**Task brief**
Pull out every line in the entries below that contains the string "rear", copying each one in full. Case counts.

++++++++++++++++++++

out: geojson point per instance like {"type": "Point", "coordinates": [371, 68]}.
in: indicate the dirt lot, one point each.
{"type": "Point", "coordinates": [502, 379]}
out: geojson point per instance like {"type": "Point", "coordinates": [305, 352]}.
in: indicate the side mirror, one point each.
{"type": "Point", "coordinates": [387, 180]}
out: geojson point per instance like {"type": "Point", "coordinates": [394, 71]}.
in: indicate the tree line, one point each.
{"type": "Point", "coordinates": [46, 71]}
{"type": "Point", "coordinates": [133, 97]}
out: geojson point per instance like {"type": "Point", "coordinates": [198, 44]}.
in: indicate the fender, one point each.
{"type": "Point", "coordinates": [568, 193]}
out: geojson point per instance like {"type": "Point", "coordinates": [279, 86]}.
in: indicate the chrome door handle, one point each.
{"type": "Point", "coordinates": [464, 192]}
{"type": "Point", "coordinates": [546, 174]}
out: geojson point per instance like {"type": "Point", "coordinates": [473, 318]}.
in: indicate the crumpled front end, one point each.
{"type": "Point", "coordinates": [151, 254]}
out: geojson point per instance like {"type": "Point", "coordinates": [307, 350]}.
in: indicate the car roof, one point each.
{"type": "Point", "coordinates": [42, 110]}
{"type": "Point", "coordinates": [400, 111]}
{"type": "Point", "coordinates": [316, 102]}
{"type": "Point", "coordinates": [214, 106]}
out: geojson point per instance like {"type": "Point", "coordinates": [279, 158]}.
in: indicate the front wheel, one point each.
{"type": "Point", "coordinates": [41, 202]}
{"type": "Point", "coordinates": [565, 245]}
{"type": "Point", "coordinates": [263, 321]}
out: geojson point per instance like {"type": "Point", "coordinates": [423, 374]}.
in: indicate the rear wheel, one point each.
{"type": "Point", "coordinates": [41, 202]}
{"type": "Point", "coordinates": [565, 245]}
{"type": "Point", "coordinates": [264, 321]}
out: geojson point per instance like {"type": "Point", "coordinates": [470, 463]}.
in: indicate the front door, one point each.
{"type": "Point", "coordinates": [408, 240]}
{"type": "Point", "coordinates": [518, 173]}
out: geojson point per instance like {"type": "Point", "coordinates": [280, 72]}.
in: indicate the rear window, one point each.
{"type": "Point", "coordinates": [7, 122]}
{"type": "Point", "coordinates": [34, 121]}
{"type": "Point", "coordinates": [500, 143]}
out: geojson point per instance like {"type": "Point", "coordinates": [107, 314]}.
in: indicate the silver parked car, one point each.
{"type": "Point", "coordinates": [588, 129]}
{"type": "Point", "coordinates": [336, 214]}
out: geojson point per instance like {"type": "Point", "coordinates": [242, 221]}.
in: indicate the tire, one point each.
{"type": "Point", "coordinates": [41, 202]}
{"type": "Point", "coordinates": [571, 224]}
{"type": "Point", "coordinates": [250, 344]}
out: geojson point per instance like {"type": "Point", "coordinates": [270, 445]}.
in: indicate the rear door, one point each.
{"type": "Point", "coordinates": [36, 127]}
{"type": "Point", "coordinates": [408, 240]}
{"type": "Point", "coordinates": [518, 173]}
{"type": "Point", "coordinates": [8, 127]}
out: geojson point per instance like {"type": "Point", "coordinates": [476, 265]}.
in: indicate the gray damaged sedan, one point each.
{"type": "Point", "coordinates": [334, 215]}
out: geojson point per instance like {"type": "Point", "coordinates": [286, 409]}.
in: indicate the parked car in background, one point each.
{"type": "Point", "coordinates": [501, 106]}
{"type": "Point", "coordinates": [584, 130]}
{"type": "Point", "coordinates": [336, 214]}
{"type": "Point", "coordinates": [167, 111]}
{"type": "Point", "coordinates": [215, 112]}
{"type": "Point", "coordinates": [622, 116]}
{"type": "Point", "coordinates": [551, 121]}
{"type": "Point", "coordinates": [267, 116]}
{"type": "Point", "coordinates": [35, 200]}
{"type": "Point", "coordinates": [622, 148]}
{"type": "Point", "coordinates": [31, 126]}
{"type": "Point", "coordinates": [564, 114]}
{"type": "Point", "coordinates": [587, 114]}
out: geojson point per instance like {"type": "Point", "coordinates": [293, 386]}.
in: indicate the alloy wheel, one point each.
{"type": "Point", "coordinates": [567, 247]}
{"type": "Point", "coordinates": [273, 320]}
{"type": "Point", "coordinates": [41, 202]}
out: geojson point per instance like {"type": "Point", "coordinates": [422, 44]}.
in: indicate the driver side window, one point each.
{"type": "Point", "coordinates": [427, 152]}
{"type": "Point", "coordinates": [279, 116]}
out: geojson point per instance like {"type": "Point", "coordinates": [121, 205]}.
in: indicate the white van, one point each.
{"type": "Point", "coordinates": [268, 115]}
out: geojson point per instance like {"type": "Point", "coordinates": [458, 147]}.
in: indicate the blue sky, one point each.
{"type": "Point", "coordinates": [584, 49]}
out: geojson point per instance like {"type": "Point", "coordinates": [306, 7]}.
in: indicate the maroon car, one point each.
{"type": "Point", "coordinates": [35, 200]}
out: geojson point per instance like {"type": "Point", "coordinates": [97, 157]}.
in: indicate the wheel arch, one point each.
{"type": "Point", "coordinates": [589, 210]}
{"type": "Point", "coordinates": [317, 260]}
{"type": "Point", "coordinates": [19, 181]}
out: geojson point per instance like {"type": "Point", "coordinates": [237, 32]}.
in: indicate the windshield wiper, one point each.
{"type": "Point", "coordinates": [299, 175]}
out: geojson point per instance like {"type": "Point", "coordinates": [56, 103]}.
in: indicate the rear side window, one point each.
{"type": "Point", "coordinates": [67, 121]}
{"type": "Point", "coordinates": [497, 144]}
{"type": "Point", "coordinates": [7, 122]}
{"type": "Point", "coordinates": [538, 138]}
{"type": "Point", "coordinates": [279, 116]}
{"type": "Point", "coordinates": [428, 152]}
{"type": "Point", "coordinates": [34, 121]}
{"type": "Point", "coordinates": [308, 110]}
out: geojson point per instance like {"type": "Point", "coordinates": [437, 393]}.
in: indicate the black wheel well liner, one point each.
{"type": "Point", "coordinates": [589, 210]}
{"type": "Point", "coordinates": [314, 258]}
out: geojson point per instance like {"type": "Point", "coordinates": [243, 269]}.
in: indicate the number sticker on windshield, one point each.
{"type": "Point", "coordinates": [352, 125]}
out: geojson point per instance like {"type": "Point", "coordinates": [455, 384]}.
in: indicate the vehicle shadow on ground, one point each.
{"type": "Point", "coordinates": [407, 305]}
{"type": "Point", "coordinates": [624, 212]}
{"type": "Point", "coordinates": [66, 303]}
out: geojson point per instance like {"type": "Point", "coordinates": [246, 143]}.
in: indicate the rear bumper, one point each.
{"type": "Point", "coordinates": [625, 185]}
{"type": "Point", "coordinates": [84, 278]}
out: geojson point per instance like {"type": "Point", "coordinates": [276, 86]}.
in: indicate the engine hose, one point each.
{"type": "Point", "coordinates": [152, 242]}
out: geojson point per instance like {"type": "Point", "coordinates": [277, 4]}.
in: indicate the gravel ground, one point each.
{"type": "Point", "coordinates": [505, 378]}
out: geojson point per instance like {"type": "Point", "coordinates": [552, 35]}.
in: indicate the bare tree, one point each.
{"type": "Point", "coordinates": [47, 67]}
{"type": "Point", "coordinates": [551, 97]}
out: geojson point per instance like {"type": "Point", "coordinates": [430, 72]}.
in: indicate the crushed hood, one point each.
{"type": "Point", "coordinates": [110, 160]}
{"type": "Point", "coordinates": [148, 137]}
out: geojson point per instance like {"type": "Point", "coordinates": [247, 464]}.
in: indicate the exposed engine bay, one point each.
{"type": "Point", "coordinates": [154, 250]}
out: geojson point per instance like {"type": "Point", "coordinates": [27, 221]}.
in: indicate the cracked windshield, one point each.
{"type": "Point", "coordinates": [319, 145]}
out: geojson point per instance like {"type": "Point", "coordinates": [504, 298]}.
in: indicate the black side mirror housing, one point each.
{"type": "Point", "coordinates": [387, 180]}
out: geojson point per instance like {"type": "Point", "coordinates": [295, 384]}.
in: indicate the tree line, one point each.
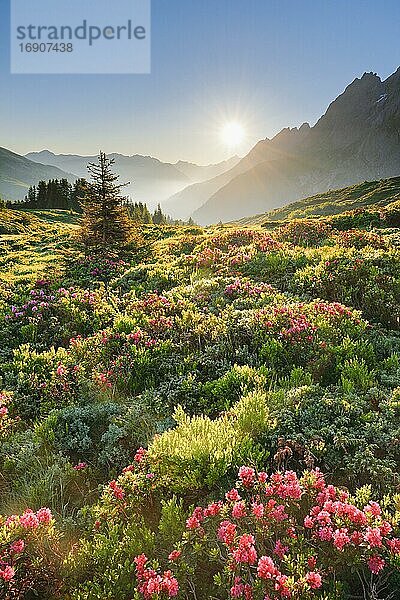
{"type": "Point", "coordinates": [60, 194]}
{"type": "Point", "coordinates": [55, 193]}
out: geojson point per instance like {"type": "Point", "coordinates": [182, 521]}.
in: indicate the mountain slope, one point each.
{"type": "Point", "coordinates": [17, 173]}
{"type": "Point", "coordinates": [358, 138]}
{"type": "Point", "coordinates": [367, 193]}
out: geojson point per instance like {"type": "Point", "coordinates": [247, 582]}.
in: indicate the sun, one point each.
{"type": "Point", "coordinates": [232, 134]}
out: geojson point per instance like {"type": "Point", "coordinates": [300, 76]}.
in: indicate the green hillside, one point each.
{"type": "Point", "coordinates": [367, 193]}
{"type": "Point", "coordinates": [17, 173]}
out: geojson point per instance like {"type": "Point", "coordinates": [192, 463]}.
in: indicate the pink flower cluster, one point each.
{"type": "Point", "coordinates": [246, 288]}
{"type": "Point", "coordinates": [264, 523]}
{"type": "Point", "coordinates": [21, 525]}
{"type": "Point", "coordinates": [151, 583]}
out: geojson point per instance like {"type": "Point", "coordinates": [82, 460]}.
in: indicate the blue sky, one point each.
{"type": "Point", "coordinates": [265, 63]}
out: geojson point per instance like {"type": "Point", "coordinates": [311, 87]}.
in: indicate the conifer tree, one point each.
{"type": "Point", "coordinates": [106, 226]}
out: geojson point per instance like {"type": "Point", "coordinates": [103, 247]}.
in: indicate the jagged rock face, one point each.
{"type": "Point", "coordinates": [357, 139]}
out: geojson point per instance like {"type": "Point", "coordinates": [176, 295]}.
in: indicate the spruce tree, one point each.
{"type": "Point", "coordinates": [106, 226]}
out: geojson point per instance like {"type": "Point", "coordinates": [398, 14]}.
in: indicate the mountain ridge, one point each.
{"type": "Point", "coordinates": [357, 138]}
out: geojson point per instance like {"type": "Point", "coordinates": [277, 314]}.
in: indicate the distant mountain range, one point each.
{"type": "Point", "coordinates": [17, 173]}
{"type": "Point", "coordinates": [151, 181]}
{"type": "Point", "coordinates": [357, 139]}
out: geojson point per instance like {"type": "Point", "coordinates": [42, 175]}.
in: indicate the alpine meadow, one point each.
{"type": "Point", "coordinates": [200, 357]}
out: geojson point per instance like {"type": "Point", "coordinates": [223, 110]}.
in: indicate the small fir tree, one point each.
{"type": "Point", "coordinates": [106, 226]}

++++++++++++++++++++

**Exercise output**
in: indicate the rear wheel, one point each.
in: indicate the rear window, one point each.
in: indicate the rear door, one point each.
in: indicate the rear side window, one point each.
in: indicate the rear bumper, one point each.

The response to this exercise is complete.